▶ **Stated task**: Write the rows from the very start through the line containing "248 122 L 253", inclusive, as a JSON list of strings with one string per line. Skip blank lines and leave out the pictures.

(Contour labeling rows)
▬▬▬▬▬▬▬▬▬▬
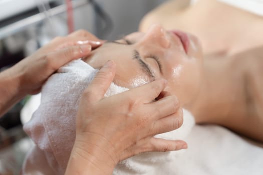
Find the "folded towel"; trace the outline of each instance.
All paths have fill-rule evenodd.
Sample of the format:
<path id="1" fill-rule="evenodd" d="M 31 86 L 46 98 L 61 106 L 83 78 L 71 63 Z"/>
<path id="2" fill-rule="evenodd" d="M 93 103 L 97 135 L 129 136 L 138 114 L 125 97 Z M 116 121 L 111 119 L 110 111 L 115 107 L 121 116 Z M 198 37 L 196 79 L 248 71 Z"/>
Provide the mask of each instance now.
<path id="1" fill-rule="evenodd" d="M 75 138 L 75 120 L 80 98 L 97 72 L 82 60 L 76 60 L 60 68 L 43 86 L 40 106 L 24 126 L 25 130 L 36 144 L 27 156 L 23 166 L 24 174 L 64 174 Z M 105 96 L 127 90 L 112 83 Z M 189 112 L 184 110 L 184 114 L 181 128 L 156 136 L 183 139 L 194 124 Z M 171 156 L 172 152 L 180 154 L 176 152 L 140 154 L 120 162 L 114 174 L 151 174 L 158 168 L 157 164 L 161 168 L 162 164 L 175 158 Z"/>

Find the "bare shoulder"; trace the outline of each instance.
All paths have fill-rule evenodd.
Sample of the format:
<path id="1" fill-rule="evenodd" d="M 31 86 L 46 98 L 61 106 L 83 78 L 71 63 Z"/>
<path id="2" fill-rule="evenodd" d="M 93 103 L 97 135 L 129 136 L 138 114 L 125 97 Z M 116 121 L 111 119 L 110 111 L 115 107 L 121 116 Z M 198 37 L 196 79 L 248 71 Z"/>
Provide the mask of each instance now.
<path id="1" fill-rule="evenodd" d="M 248 122 L 253 122 L 253 130 L 263 128 L 263 46 L 238 54 L 233 65 L 241 74 L 247 107 Z M 261 129 L 263 132 L 263 129 Z M 263 132 L 261 132 L 263 133 Z M 260 138 L 258 138 L 259 137 Z M 263 134 L 257 138 L 263 140 Z"/>

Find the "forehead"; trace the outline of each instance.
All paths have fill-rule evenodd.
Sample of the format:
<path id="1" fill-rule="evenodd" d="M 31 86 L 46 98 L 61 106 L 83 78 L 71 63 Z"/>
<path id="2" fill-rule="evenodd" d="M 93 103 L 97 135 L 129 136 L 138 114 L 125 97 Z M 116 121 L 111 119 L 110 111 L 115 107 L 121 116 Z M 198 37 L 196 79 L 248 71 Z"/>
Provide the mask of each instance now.
<path id="1" fill-rule="evenodd" d="M 142 70 L 138 62 L 133 58 L 134 50 L 135 47 L 133 45 L 107 42 L 93 52 L 90 62 L 88 63 L 94 63 L 99 65 L 97 67 L 100 67 L 108 60 L 113 60 L 116 65 L 114 82 L 122 86 L 134 88 L 135 84 L 140 84 L 139 80 L 142 84 L 149 82 L 151 80 Z"/>

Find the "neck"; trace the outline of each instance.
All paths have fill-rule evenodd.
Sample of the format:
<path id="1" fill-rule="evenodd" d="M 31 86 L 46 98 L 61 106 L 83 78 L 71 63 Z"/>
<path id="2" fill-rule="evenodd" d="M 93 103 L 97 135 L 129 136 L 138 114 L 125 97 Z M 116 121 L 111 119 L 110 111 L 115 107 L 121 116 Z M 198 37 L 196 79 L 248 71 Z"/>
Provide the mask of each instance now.
<path id="1" fill-rule="evenodd" d="M 240 76 L 233 70 L 230 58 L 205 59 L 200 90 L 196 98 L 186 106 L 195 116 L 196 123 L 224 126 L 233 108 L 242 108 L 244 106 L 241 100 L 243 95 L 240 88 Z"/>

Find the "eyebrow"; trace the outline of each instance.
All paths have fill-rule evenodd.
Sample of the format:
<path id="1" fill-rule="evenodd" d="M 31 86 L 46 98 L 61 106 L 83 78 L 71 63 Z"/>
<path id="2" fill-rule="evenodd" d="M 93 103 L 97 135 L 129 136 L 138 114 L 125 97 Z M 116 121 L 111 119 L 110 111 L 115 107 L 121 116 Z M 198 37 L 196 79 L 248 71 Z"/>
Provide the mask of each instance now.
<path id="1" fill-rule="evenodd" d="M 107 42 L 111 42 L 111 43 L 115 43 L 117 44 L 123 44 L 123 45 L 130 45 L 132 44 L 132 43 L 130 42 L 128 40 L 125 40 L 125 38 L 122 38 L 122 40 L 124 40 L 126 43 L 123 43 L 123 42 L 119 42 L 116 41 L 109 41 Z M 149 67 L 149 66 L 147 64 L 145 63 L 141 58 L 141 55 L 140 54 L 140 53 L 137 50 L 133 50 L 133 54 L 132 56 L 133 59 L 136 60 L 139 62 L 139 64 L 140 66 L 141 66 L 141 68 L 142 70 L 148 76 L 149 78 L 153 79 L 153 80 L 155 80 L 156 79 L 155 76 L 153 75 L 153 74 L 152 73 L 152 71 L 151 70 L 151 69 Z M 156 60 L 157 59 L 155 58 L 153 58 L 154 60 Z M 159 60 L 156 60 L 158 62 L 158 64 L 159 65 L 159 67 L 160 66 Z"/>
<path id="2" fill-rule="evenodd" d="M 150 78 L 153 78 L 154 80 L 156 79 L 155 76 L 153 75 L 152 72 L 149 67 L 147 64 L 145 63 L 141 58 L 140 53 L 136 50 L 133 50 L 133 54 L 132 56 L 133 59 L 136 60 L 139 62 L 140 66 L 142 68 L 142 70 Z"/>

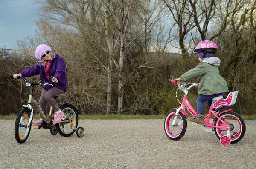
▬▬▬▬▬▬▬▬▬▬
▶ **Result**:
[
  "Find the \"folded towel\"; trace the outline of each instance.",
  "All paths have fill-rule evenodd.",
  "Sample of the format:",
  "<path id=\"1\" fill-rule=\"evenodd\" d=\"M 31 86 L 46 98 L 61 106 L 83 78 L 71 63 Z\"/>",
  "<path id=\"2\" fill-rule=\"evenodd\" d=\"M 93 103 L 97 135 L 129 136 L 138 114 L 125 97 Z M 116 121 L 111 119 L 110 111 L 115 107 L 121 116 Z M 198 37 L 196 79 L 248 71 Z\"/>",
  "Provide the mask of each instance now.",
  "<path id=\"1\" fill-rule=\"evenodd\" d=\"M 75 138 L 75 120 L 80 98 L 97 72 L 82 60 L 76 60 L 60 68 L 43 86 L 40 106 L 24 126 L 25 130 L 36 144 L 27 156 L 23 166 L 24 174 L 64 174 Z M 105 96 L 127 90 L 112 83 Z M 189 112 L 184 110 L 184 114 L 181 128 L 156 136 L 183 139 L 194 124 Z M 171 156 L 172 152 L 180 154 L 176 152 L 140 154 L 120 162 L 114 174 L 151 174 L 158 168 L 157 164 L 161 168 L 162 164 L 175 158 Z\"/>",
  "Find the \"bare shoulder\"; trace the outline of each instance.",
  "All paths have fill-rule evenodd.",
  "Sample of the format:",
  "<path id=\"1\" fill-rule=\"evenodd\" d=\"M 31 86 L 46 98 L 61 106 L 83 78 L 71 63 Z\"/>",
  "<path id=\"2\" fill-rule=\"evenodd\" d=\"M 93 103 L 97 135 L 129 136 L 138 114 L 125 97 Z M 116 121 L 111 119 L 110 111 L 115 107 L 121 116 Z M 198 37 L 196 79 L 248 71 Z\"/>",
  "Provide the mask of each instance now.",
  "<path id=\"1\" fill-rule=\"evenodd\" d=\"M 248 122 L 253 122 L 253 130 L 263 128 L 263 46 L 238 54 L 233 65 L 241 74 L 247 107 Z M 261 129 L 263 132 L 263 129 Z M 263 132 L 261 132 L 263 133 Z M 260 138 L 258 138 L 259 137 Z M 263 134 L 257 138 L 263 140 Z\"/>"
]